**Directions**
Give the entries again, word for word.

**Entries provided**
** Begin **

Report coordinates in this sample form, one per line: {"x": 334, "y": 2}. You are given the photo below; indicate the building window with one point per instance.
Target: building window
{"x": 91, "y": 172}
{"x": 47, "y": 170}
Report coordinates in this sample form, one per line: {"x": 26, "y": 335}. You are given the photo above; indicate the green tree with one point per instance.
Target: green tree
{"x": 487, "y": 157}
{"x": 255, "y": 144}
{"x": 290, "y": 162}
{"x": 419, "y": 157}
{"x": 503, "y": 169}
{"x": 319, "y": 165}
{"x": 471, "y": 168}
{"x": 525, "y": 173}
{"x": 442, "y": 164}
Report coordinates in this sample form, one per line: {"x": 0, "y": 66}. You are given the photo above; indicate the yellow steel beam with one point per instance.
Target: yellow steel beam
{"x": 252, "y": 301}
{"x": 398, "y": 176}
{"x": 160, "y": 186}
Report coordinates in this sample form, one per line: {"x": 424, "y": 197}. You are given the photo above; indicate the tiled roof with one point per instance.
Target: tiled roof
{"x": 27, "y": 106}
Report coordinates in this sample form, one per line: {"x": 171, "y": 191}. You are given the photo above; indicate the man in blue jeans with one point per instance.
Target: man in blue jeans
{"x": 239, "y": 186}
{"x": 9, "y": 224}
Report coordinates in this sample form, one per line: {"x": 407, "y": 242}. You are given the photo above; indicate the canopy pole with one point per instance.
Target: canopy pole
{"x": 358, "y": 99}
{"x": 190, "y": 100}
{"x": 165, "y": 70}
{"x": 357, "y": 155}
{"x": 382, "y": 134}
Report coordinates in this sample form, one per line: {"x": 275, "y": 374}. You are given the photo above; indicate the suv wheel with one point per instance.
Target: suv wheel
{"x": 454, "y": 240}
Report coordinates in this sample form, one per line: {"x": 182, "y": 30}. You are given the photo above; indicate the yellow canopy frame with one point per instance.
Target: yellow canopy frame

** End **

**Task output**
Report coordinates in this sample form, one per line: {"x": 334, "y": 2}. You are given the photo below; indicate the building window with one point per instance.
Target: building window
{"x": 91, "y": 172}
{"x": 47, "y": 170}
Report coordinates in this sample form, one per line: {"x": 26, "y": 335}. You are given the photo above; indicate the green tree with one point per instance.
Target: green tree
{"x": 487, "y": 157}
{"x": 255, "y": 144}
{"x": 290, "y": 162}
{"x": 419, "y": 157}
{"x": 503, "y": 169}
{"x": 319, "y": 165}
{"x": 471, "y": 168}
{"x": 525, "y": 173}
{"x": 442, "y": 164}
Report coordinates in this sample form, one per line: {"x": 0, "y": 66}. You are given the photo above; indicate the yellow steel beam with one point per instance.
Target: yellow steel beam
{"x": 252, "y": 301}
{"x": 398, "y": 176}
{"x": 160, "y": 186}
Report coordinates in this sample form, one per line: {"x": 424, "y": 197}. You are given the photo above; indicate the tiled roof with one point per instance.
Target: tiled roof
{"x": 27, "y": 106}
Report coordinates in this sample form, one per line: {"x": 171, "y": 191}. You are given the photo above; indicate the man in blue jeans with one point per instance.
Target: man in blue jeans
{"x": 239, "y": 186}
{"x": 9, "y": 224}
Report coordinates in this sample form, one per line: {"x": 407, "y": 242}. You are given the photo above; indicate the canopy pole with one point per instance.
Target: canopy pole
{"x": 358, "y": 99}
{"x": 190, "y": 100}
{"x": 165, "y": 70}
{"x": 357, "y": 155}
{"x": 382, "y": 134}
Report coordinates in this sample form, one per line: {"x": 275, "y": 374}. You are given the photo above; indicate the suv wheel with one point per instance.
Target: suv wheel
{"x": 454, "y": 240}
Report coordinates in this sample form, one per line: {"x": 182, "y": 30}. You are given the photo above; indicate the yellow canopy frame with one point per instance.
Target: yellow canopy frame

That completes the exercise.